Objective A » In the film review below, what is the English translation of the movie's original Swedish title?
Objective B » Translate this sentence from the film review below into Spanish: "I’ve yet to hear a compelling argument to counter this statement."

Document passage »
* * *
Men who Hate Women

PLEASE BE ADVISED this post contains reference to and graphic discussion about rape within a film. If this would be upsetting to you, please do not read it.

SPOILERS.

Of all the movies I have seen this year, I have to say that The Girl with the Dragon Tattoo was the most disturbing and difficult to watch. Like the few other Swedish films that have gained popularity in North America (ie Let the Right One In), this is scheduled for a Hollywood re-make. Which is a huge mistake. As it usually is. Let’s just say the big filmmakers in Hollywood don’t give much of a shit for nuance, and they all have a stick up their ass about sex, and graphic sex, and have a talent for turning on-screen intimacy into ludicrous, kitschy b-grade porn. Which would be the greatest, and most disrespectful and disgusting tragedy a re-make could suffer.

The original title, in Swedish, is translated as “Men who Hate Women.” And it is entirely a movie about violence towards women. It fits into a genre populated with classic titles like Se7en and Silence of the Lambs, but never has a more honest and disturbing discourse about sexual violence towards women been shown to a popular audience. I once heard someone say that the history of serial killers is all about violence towards women. I’ve yet to hear a compelling argument to counter this statement.
* * *
Provided records »
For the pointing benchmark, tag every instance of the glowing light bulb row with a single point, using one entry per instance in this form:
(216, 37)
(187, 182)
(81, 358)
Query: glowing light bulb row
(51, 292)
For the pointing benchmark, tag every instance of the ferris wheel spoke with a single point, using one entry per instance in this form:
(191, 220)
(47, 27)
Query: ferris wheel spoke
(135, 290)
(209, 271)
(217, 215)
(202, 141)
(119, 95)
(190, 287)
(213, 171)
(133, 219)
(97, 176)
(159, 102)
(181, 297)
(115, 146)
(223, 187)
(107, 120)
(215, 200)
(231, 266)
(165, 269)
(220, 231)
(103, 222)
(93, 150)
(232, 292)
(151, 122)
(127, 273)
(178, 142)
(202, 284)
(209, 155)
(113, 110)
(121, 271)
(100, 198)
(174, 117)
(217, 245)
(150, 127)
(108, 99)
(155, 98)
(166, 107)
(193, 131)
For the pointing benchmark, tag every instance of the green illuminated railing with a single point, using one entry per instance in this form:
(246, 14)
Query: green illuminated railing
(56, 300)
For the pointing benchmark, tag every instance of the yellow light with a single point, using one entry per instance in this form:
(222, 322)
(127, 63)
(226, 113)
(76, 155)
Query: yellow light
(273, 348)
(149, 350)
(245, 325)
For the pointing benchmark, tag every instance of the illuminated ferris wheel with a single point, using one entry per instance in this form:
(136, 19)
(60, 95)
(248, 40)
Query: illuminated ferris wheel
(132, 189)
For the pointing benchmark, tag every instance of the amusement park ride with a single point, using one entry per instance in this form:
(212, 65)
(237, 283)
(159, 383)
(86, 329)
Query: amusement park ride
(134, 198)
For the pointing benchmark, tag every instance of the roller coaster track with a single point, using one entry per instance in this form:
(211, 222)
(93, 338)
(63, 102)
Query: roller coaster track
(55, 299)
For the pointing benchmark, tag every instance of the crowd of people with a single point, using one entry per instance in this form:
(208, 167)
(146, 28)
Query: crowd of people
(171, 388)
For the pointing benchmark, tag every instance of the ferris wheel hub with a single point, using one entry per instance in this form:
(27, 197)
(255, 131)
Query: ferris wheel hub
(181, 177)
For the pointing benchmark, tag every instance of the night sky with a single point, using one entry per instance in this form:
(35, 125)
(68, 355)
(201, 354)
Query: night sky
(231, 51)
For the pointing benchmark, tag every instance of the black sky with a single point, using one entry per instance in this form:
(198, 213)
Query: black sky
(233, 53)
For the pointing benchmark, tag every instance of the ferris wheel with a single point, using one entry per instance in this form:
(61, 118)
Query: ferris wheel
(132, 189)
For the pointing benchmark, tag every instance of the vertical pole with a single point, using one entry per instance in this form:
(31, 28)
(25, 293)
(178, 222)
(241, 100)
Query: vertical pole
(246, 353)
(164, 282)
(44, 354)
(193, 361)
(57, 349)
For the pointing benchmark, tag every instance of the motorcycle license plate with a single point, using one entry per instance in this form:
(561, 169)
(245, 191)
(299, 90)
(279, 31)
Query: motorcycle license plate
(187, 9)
* * *
Written answer A » "Men who Hate Women."

Written answer B » Todavía no he oído un argumento convincente que rebata esta afirmación.